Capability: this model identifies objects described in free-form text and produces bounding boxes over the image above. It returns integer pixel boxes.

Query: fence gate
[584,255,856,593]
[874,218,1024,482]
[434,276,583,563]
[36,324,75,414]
---
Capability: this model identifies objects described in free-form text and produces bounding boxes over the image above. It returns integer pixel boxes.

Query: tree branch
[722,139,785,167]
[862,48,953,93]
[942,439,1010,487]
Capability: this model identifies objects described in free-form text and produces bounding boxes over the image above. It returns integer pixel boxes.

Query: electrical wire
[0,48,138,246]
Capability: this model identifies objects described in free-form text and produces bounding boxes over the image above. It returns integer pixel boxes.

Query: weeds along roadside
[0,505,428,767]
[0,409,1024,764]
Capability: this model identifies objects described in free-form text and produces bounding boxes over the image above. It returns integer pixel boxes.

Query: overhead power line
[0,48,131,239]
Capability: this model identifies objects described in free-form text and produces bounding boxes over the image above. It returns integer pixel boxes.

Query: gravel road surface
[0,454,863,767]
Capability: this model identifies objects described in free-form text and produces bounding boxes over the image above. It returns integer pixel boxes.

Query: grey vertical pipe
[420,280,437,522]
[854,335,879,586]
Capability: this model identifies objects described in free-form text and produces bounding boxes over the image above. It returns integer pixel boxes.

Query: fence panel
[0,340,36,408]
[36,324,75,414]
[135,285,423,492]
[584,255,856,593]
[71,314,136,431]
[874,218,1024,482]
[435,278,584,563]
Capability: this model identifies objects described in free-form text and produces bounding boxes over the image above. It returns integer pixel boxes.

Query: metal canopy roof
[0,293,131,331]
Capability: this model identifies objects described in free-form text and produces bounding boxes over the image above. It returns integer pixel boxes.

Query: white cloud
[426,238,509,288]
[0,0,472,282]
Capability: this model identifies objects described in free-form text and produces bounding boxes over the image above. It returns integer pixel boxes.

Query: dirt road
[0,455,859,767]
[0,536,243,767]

**Goal**
How many lines in the entries above contain the word "Query"? Reply with the number only.

**Exercise solution**
11